* _LISTED RECORDS_
======

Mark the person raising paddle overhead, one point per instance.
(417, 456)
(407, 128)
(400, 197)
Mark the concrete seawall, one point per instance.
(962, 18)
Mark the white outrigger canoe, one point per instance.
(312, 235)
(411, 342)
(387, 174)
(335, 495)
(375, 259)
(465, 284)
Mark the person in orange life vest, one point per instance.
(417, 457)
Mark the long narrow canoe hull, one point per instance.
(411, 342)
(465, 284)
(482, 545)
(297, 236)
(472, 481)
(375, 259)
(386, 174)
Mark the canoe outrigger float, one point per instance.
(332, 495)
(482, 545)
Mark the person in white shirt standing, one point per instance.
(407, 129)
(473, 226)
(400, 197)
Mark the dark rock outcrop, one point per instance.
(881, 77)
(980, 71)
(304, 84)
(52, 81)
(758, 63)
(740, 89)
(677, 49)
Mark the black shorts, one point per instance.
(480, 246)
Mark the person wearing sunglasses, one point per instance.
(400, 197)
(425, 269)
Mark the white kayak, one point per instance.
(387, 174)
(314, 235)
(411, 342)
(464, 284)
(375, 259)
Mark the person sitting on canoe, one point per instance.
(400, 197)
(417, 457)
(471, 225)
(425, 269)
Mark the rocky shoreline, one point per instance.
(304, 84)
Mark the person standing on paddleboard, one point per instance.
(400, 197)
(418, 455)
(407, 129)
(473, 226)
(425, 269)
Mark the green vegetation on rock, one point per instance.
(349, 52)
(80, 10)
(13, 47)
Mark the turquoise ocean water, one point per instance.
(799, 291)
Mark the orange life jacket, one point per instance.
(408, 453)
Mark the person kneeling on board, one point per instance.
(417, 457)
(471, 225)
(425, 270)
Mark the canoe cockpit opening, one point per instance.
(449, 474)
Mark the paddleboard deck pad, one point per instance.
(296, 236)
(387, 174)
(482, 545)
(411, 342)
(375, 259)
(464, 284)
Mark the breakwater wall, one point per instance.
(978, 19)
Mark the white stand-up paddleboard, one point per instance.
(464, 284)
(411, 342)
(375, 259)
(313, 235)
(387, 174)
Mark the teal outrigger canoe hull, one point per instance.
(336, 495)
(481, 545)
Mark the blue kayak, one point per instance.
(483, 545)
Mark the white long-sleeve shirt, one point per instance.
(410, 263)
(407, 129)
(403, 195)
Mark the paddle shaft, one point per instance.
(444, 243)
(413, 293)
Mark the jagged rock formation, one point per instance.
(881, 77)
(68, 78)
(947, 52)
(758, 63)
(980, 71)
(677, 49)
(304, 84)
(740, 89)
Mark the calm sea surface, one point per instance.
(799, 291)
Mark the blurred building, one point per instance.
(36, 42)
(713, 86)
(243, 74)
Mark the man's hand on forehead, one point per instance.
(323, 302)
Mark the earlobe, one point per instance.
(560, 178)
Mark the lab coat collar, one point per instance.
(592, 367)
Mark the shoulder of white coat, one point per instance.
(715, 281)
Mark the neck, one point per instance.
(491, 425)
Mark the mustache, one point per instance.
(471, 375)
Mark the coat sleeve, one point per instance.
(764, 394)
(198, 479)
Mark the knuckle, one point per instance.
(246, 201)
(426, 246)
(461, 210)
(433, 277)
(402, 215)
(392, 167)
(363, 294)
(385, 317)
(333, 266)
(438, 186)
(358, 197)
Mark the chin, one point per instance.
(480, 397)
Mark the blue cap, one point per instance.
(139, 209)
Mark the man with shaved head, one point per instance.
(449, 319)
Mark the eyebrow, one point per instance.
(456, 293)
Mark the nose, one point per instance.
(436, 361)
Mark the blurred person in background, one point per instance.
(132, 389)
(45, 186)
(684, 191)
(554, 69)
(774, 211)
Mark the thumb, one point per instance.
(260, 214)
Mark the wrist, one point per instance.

======

* _EXERCISE OBJECTIVE_
Copy out all the data above again, switching every "one point per instance" to "one point each" and leaving everything else the same.

* _FULL ANSWER_
Mark the person raising paddle overhead, one point each.
(417, 456)
(407, 128)
(400, 197)
Mark the concrete seawall, one point each.
(962, 18)
Mark the white outrigger canoe, one point each.
(312, 235)
(411, 342)
(387, 174)
(335, 495)
(375, 259)
(465, 284)
Mark the person in orange life vest, one point each.
(417, 457)
Mark the long narrow canoe hull, one point each.
(411, 342)
(465, 284)
(482, 545)
(297, 236)
(472, 481)
(375, 259)
(386, 174)
Mark the canoe outrigger float, one point each.
(332, 495)
(482, 545)
Mark the person in white shirt standing, one point each.
(407, 129)
(473, 226)
(400, 197)
Mark the dark rock outcrop, one point each.
(881, 77)
(980, 71)
(304, 84)
(52, 81)
(758, 63)
(740, 89)
(677, 49)
Mark the black shorts, one point each.
(480, 246)
Mark the person wearing sunglasses, one point each.
(400, 197)
(425, 269)
Mark the white kayak, one point each.
(387, 174)
(314, 235)
(411, 342)
(464, 284)
(375, 259)
Mark the person sitting on canoe, one point each.
(400, 197)
(417, 457)
(471, 225)
(425, 269)
Mark the rocky shoreline, one point each.
(304, 84)
Mark the person standing on paddleboard, one point each.
(400, 197)
(418, 455)
(407, 129)
(473, 226)
(425, 269)
Mark the green vegetation on rock, one point each.
(349, 52)
(80, 10)
(13, 47)
Mark the turquoise ocean water, one point each.
(799, 291)
Mark the orange life jacket, one point each.
(408, 453)
Mark the person kneeling on board, one point each.
(417, 457)
(471, 225)
(425, 270)
Mark the canoe cockpit opening, one point each.
(449, 474)
Mark the paddleboard deck pad, one point each.
(296, 236)
(387, 174)
(482, 545)
(411, 342)
(375, 259)
(464, 284)
Mark the breakwater wall, one point each.
(978, 19)
Mark the white stand-up paddleboard, one point each.
(464, 284)
(411, 342)
(375, 259)
(313, 235)
(387, 174)
Mark the teal outrigger canoe hull, one point each.
(336, 495)
(481, 545)
Mark the blue kayak, one point each.
(483, 545)
Mark the white long-sleeve shirt, one point each.
(410, 263)
(407, 129)
(403, 195)
Mark the paddle shaft, one point each.
(444, 243)
(413, 293)
Mark the jagged rock formation, one point each.
(881, 77)
(68, 78)
(947, 52)
(758, 63)
(980, 71)
(677, 49)
(304, 84)
(740, 89)
Mark the calm sea surface, one point each.
(799, 291)
Mark the blurred building, one point each.
(36, 42)
(713, 86)
(243, 74)
Mark the man's hand on forehead, one point each.
(323, 302)
Mark the earlobe, one point each.
(560, 178)
Mark the lab coat collar, one point each.
(592, 367)
Mark the shoulder of white coat, one point each.
(715, 281)
Mark the neck, one point each.
(491, 425)
Mark the mustache, one point each.
(471, 375)
Mark the coat sleeve, one point each.
(764, 394)
(198, 479)
Mark the knuckle, one point each.
(246, 201)
(426, 246)
(461, 210)
(433, 277)
(402, 215)
(392, 167)
(363, 294)
(385, 317)
(333, 266)
(438, 186)
(358, 197)
Mark the chin, one point each.
(480, 397)
Mark the blue cap, one point each.
(139, 209)
Mark the man with shaved head, one point each.
(449, 319)
Mark the eyebrow, one point each.
(456, 293)
Mark the nose, one point each.
(436, 361)
Mark the blurred person in background, one point each.
(132, 389)
(45, 186)
(684, 191)
(554, 69)
(774, 211)
Mark the thumb, one point each.
(260, 214)
Mark the wrist, one point each.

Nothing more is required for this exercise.